TEXT BLOCK>
★ ★ ★

Thursday, May 20, 2010

But Did You Actually Read The Book?

I wrote about historian Michael Bellesiles a few days ago here. Now he has a new book, 1877: America's Year Of Living Violently, and a new publisher, New Press. Preview copies of the book have been sent to reviewers, accompanied by a press release which states:

A major new work of popular history, 1877 is also notable as the comeback book for a celebrated U.S. historian. Michael Bellesiles is perhaps most famous as the target of an infamous ‘swiftboating’ campaign by the National Rifle Association, following the publication of his Bancroft Prize-winning book Arming America (Knopf, 2000) -- ‘the best kind of non-fiction,’ according to the Chicago Tribune -- which made daring claims about gun ownership in early America. In what became the history profession’s most talked-about and notorious case of the past generation, Arming America was eventually discredited after an unprecedented and controversial review called into question its sources, charges which Bellesiles and his many prominent supporters have always rejected.

One reviewer, Scott McLemee at Inside Higher Education had this to say:

These sentences have absorbed and rewarded my attention for days on end. They are a masterpiece of evasion. The paragraph is, in its way, quite impressive. Every word of it is misleading, including “and” and “the.”

Bellesiles has a certain claim to fame, certainly, but not as “the target of an infamous ‘swiftboating’ campaign.” He is, and will be forever remembered as, a historian whose colleagues found him to have violated his profession's standards of scholarly integrity. Arming America won the Bancroft Prize -- the highest honor for a book on American history. But far more salient is the fact that the Bancroft committee took the unprecedented step of withdrawing the prize.

It is true that he drew the ire of the National Rifle Association, and I have no inclination to give that organization's well-funded demagogy the benefit of any doubt. But gun nuts did not force Bellesiles to do sloppy research or to falsify sources. That his scholarship was grossly incompetent on many points is not a "controversial" notion. Nor is it open to dispute whether or not he falsified sources. That has been exhaustively documented by his peers. To pretend otherwise is itself demagogic.

If a major commercial press wants to help a disgraced figure make his comeback, that is one thing, but rewriting history is another. The New Press published many excellent books by important authors. It is out of respect for that record that I want to invite it to make a public apology for violating the trust its readers have in it.

Ouch! That's gonna leave a mark...

h/t Clayton Cramer.

2 comments:

Home on the Range said...

Ouch! On a lighter note a friend recently flew to London to speak at a medical conference. The flight attendant up in first class was flirting with him outrageously (which is always amusing to watch from afar).

He was reading a book by Plato. She said "Oh, it's that Plato's NEW book??? I need to see if my bookstore has that in".

Ed Rasimus said...

Publishers come in all flavors. Some are straight-up good citizens who honestly support the author and the truth. Some are agenda driven and convolute the literature to fit their political goals.

I had a great experience with my first book with Smithsonian Institution Press. The second book, however, was in production after a huge staff turn-over. My work was being touted as "a near revolt by the fighter pilots when faced with 'secret' missions into Laos and Cambodia..."

I threatened a lawsuit for defamation, libel, misrepresentation, etc. unless they desisted.

Their next shot was to have it reviewed by "noted historian and John Kerry biographer, Douglas Brinkley..." I told them they had better not.

Eventually Smithsonian went into bankruptcy and defaulted on the contract allowing me to move to St. Martin's Press who have been simply excellent for two books now.

★ ★ ★

Data listing

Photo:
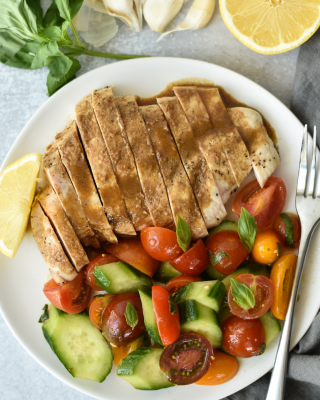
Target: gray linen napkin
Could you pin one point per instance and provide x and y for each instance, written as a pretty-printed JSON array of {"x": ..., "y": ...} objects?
[{"x": 303, "y": 381}]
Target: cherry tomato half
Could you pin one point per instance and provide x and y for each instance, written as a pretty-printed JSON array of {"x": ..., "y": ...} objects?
[
  {"x": 160, "y": 243},
  {"x": 187, "y": 359},
  {"x": 194, "y": 261},
  {"x": 96, "y": 262},
  {"x": 264, "y": 204},
  {"x": 73, "y": 297},
  {"x": 132, "y": 252},
  {"x": 263, "y": 291},
  {"x": 243, "y": 338},
  {"x": 228, "y": 242}
]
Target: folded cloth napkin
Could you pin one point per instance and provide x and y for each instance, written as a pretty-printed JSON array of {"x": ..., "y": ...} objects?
[{"x": 303, "y": 381}]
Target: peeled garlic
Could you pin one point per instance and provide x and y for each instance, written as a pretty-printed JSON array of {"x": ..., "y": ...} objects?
[
  {"x": 198, "y": 16},
  {"x": 159, "y": 13},
  {"x": 129, "y": 11}
]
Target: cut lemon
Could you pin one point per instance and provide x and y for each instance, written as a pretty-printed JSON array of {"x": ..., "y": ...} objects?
[
  {"x": 17, "y": 188},
  {"x": 271, "y": 26}
]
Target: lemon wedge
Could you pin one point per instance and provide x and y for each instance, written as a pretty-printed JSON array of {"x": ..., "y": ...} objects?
[
  {"x": 271, "y": 26},
  {"x": 17, "y": 189}
]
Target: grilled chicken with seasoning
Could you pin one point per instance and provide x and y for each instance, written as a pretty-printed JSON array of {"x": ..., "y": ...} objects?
[
  {"x": 180, "y": 193},
  {"x": 102, "y": 170},
  {"x": 74, "y": 160},
  {"x": 263, "y": 154},
  {"x": 146, "y": 162}
]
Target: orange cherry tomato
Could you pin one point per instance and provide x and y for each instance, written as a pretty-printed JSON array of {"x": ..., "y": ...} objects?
[
  {"x": 264, "y": 204},
  {"x": 178, "y": 281},
  {"x": 281, "y": 276},
  {"x": 228, "y": 242},
  {"x": 72, "y": 297},
  {"x": 263, "y": 291},
  {"x": 168, "y": 321},
  {"x": 223, "y": 368},
  {"x": 132, "y": 252},
  {"x": 160, "y": 243},
  {"x": 96, "y": 262},
  {"x": 265, "y": 249}
]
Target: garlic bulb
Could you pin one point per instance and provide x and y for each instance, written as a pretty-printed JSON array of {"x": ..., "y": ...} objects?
[
  {"x": 159, "y": 13},
  {"x": 198, "y": 16},
  {"x": 129, "y": 11}
]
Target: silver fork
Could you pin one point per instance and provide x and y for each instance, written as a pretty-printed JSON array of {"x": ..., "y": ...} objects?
[{"x": 308, "y": 207}]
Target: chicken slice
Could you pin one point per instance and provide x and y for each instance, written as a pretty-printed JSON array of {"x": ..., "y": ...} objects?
[
  {"x": 102, "y": 170},
  {"x": 146, "y": 162},
  {"x": 264, "y": 155},
  {"x": 180, "y": 193},
  {"x": 60, "y": 181},
  {"x": 199, "y": 173},
  {"x": 49, "y": 246},
  {"x": 51, "y": 206},
  {"x": 74, "y": 160},
  {"x": 115, "y": 137}
]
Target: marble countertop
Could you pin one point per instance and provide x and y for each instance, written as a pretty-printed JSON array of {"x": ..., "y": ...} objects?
[{"x": 22, "y": 92}]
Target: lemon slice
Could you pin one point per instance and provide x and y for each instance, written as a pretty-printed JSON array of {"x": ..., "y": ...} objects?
[
  {"x": 17, "y": 188},
  {"x": 271, "y": 26}
]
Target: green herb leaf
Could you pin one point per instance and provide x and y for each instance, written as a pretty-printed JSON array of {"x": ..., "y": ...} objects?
[
  {"x": 247, "y": 228},
  {"x": 131, "y": 315},
  {"x": 183, "y": 234},
  {"x": 242, "y": 295}
]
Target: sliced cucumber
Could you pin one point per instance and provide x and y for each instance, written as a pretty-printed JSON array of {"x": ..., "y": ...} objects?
[
  {"x": 208, "y": 293},
  {"x": 165, "y": 272},
  {"x": 148, "y": 313},
  {"x": 141, "y": 369},
  {"x": 119, "y": 277},
  {"x": 197, "y": 318}
]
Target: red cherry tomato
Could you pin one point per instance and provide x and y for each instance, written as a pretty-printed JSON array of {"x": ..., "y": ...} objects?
[
  {"x": 264, "y": 204},
  {"x": 263, "y": 291},
  {"x": 72, "y": 297},
  {"x": 194, "y": 261},
  {"x": 96, "y": 262},
  {"x": 228, "y": 242},
  {"x": 243, "y": 338},
  {"x": 132, "y": 252},
  {"x": 168, "y": 321},
  {"x": 160, "y": 243}
]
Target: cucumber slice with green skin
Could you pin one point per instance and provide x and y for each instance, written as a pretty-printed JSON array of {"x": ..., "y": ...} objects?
[
  {"x": 148, "y": 314},
  {"x": 78, "y": 344},
  {"x": 197, "y": 318},
  {"x": 165, "y": 272},
  {"x": 119, "y": 277},
  {"x": 141, "y": 369},
  {"x": 207, "y": 293}
]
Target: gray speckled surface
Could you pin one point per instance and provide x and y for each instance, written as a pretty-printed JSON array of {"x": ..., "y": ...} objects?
[{"x": 23, "y": 92}]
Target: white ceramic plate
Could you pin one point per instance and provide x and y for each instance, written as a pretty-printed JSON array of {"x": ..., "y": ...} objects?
[{"x": 22, "y": 278}]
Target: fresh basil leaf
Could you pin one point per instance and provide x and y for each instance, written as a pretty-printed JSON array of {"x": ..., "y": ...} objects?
[
  {"x": 131, "y": 315},
  {"x": 242, "y": 295},
  {"x": 183, "y": 234},
  {"x": 247, "y": 229}
]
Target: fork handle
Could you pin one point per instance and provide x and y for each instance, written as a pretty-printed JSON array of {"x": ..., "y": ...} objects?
[{"x": 278, "y": 378}]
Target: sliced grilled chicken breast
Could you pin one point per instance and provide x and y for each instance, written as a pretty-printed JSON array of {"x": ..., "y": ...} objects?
[
  {"x": 146, "y": 162},
  {"x": 51, "y": 206},
  {"x": 114, "y": 134},
  {"x": 180, "y": 193},
  {"x": 60, "y": 181},
  {"x": 49, "y": 246},
  {"x": 263, "y": 154},
  {"x": 74, "y": 160},
  {"x": 199, "y": 173},
  {"x": 102, "y": 170}
]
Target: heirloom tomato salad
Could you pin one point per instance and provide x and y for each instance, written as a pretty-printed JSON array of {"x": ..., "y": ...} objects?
[{"x": 167, "y": 310}]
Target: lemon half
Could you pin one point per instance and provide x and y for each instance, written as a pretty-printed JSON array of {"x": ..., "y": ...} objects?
[
  {"x": 17, "y": 188},
  {"x": 271, "y": 26}
]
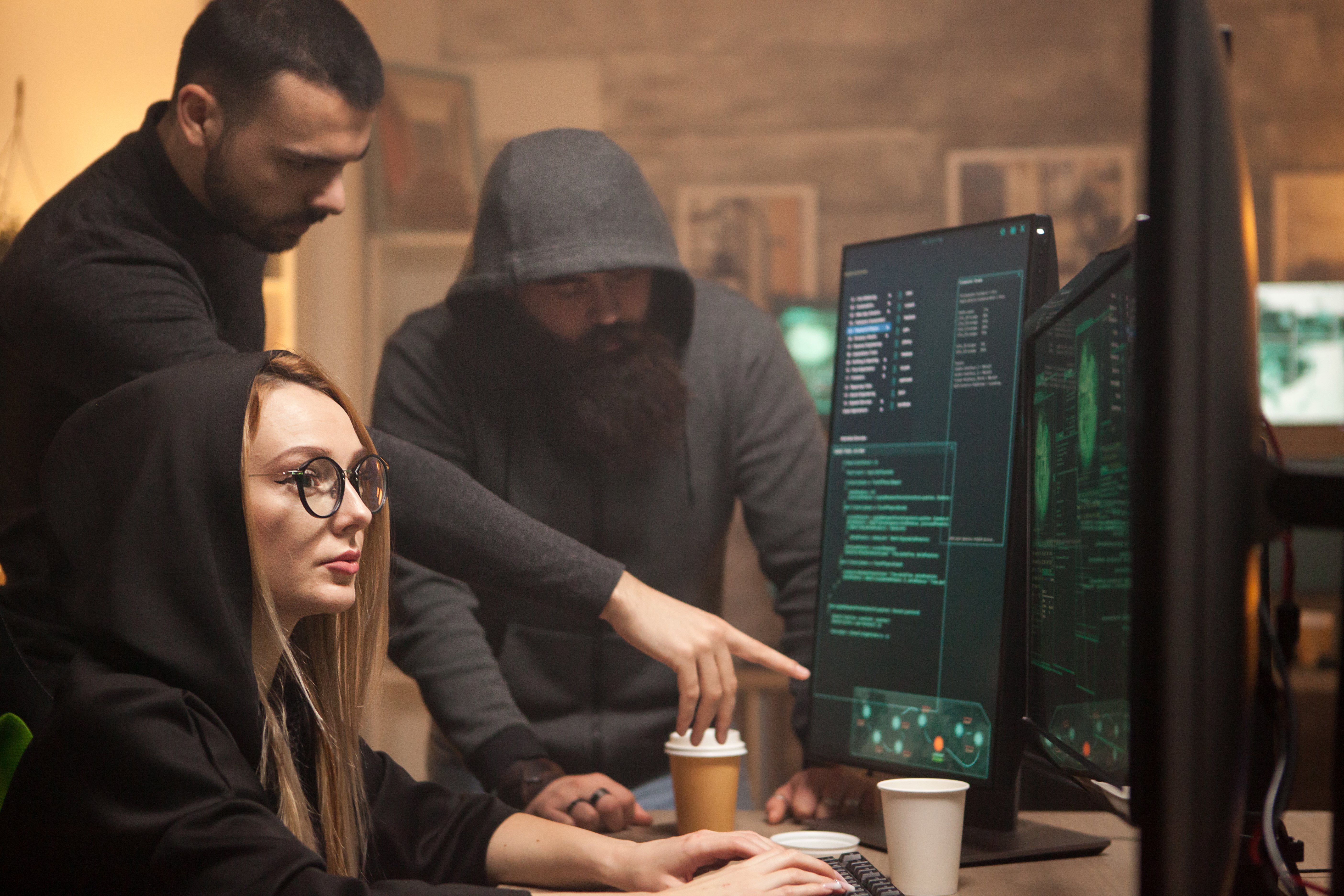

★ ★ ★

In the blog post about historian Michael Bellesiles, what step did the Bancroft committee take with his book Arming America? The listing isn't needed here.

REPLY TO THE EXERCISE>
It withdrew the Bancroft Prize.